Excerpt to read —
....

Date: 17 July 2009
And back then, predictions like the one from Anish Tolia, head of market development for gas supplier Linde Electronics, who said we’d see 1 GW plants materialize in as little as six months, weren’t uncommon.
Fast-forward a year, and gigawatt-sized factories look a lot farther away, as solar companies are focused instead on trying to sell the panels they’re already producing. That’s because after increasing their production capacity over 2008, solar firms have seen demand plummet in recent months. The drop in demand is partly due to the recession, which is making is difficult to get financing for building solar projects, as well as a cap placed on Spanish solar incentives that could cut what, at nearly 2.5 gigawatts, was the largest solar market in the world, down to 500 megawatts.
The pullback on the gigawatt-factory trend is simply a sign of the economic times, said Christopher Beitel, a managing director and general manager at Applied Materials. But Beitel doesn’t thinks the 1 GW factories will go the way of the dinosaurs, as he believes the economic benefits of scaling are too great to pass up. He said, for example, that at 1 GW, companies could build a glass-production line next to the solar factory — to supply glass for the panels — at a lower cost per watt than it costs to buy the glass, as they do today.
And as Linde’s Tolia previously noted to me, savings can also be realized on the gases needed to make solar cells — as early as the 200-300 MW level, in fact. Though the larger a facility is, the larger the savings, added Dean O’Connor, global head of market development and technology at Linde.
Still, those huge factories won’t be built until the solar industry sees demand pick up again. But O’Connor thinks that might not be such a bad thing, given how long it takes to efficiently ramp up an operation, including setting up supply chains robust enough to support all of that capacity. Beitel concurred, saying, “We could have ended up with a number of white elephants,” if all the solar capacity that was announced was built out.
When larger factories do come back into the picture, they’ll have a lot of implications for the industry, including consolidation. Tolia compared the scenario to the LCD industry. “There aren’t 50 companies doing LCD fabs,” he said. “There are five.”
Such changes are simply part of the maturation process. Paula Mints, a principal solar analyst with Navigant Consulting, said the discussion currently taking place about 1 GW capacity is much like the conversation she heard about 100-megawatt plants when she first began covering the industry in 1998. The only thing that’s changed is the degree of size, which has gone up by a factor of 10.

....

About this exercise — In the article on gigawatt-sized solar factories, which industry does Tolia compare the coming consolidation to?

(Data entries)
....

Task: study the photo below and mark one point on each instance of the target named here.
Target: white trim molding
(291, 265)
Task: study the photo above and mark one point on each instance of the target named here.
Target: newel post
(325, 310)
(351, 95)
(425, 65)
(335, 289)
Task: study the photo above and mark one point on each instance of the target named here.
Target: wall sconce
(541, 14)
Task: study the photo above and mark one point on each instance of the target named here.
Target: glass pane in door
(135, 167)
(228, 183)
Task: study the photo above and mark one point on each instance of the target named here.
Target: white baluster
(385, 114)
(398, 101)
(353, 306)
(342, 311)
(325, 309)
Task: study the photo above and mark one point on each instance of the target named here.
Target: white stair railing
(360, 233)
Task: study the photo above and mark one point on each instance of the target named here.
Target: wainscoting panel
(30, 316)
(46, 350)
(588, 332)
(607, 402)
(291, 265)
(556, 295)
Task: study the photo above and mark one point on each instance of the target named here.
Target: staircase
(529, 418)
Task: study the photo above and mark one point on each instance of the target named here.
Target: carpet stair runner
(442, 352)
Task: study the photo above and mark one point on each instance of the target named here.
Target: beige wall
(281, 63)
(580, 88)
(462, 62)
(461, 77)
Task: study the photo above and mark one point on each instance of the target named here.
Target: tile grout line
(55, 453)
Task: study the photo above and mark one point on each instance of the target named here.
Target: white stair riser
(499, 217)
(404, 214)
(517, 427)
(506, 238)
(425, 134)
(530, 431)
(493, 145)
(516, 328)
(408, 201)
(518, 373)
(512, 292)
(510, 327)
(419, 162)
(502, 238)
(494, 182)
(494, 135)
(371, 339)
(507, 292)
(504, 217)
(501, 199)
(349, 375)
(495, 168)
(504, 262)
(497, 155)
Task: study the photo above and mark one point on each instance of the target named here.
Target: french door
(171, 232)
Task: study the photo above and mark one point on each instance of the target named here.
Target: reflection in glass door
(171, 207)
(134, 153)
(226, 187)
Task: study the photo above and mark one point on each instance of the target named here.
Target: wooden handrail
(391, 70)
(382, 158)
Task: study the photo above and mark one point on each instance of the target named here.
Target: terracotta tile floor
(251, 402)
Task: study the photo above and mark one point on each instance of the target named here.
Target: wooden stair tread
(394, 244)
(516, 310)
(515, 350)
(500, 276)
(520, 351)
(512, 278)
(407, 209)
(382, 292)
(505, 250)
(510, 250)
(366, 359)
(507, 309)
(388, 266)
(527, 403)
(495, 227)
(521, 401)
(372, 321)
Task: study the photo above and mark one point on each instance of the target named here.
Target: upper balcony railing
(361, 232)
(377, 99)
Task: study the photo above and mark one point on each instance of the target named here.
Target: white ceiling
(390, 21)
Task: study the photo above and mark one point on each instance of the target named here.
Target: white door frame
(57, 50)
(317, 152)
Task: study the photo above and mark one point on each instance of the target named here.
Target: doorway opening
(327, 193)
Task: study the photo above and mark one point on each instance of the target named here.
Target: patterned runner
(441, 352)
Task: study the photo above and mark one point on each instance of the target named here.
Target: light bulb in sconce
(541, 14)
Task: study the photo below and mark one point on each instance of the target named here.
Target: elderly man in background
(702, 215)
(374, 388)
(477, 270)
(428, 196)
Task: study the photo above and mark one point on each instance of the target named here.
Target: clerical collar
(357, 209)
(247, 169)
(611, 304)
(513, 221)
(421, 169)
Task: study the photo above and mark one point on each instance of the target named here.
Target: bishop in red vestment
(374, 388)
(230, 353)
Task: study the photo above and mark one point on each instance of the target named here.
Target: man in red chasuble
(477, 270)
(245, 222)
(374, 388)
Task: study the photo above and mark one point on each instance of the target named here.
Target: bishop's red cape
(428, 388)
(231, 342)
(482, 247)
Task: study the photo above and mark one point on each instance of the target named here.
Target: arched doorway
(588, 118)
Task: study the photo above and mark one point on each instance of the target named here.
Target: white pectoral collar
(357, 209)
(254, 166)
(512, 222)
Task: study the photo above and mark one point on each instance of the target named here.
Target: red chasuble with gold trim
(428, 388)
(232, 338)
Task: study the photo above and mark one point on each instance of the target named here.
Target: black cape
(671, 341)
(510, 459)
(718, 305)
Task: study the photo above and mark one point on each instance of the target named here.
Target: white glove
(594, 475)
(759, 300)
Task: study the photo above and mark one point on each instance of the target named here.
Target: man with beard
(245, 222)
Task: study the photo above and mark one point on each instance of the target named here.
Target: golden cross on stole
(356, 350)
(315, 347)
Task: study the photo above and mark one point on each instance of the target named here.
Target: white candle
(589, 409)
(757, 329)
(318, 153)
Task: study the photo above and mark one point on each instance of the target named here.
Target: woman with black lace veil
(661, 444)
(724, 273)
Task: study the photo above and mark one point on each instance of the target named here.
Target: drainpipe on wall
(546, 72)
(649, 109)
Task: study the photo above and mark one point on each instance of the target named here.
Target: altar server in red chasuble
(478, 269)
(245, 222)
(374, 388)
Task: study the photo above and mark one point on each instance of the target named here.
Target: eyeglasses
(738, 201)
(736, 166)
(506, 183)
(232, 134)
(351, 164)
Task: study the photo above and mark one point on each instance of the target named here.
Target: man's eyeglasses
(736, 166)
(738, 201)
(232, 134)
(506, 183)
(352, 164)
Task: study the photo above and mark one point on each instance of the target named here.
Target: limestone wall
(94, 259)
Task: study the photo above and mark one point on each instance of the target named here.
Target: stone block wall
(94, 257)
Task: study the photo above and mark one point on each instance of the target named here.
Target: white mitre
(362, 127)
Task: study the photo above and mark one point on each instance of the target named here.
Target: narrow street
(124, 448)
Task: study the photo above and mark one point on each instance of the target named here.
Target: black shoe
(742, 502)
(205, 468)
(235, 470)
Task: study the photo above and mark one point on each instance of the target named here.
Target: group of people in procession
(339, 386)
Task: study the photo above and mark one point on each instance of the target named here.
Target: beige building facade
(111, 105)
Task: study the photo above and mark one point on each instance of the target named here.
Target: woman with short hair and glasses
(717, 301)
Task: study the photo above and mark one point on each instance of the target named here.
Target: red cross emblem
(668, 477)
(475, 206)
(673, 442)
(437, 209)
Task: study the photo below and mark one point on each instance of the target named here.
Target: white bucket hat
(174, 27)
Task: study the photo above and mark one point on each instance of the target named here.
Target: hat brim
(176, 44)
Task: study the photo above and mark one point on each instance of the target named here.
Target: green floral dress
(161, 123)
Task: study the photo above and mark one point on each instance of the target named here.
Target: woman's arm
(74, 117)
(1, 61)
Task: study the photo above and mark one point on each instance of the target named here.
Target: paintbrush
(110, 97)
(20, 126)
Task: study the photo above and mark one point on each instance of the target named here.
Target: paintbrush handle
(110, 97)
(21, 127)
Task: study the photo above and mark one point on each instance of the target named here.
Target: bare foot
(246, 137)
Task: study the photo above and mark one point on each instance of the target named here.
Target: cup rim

....

The completed task — The LCD industry.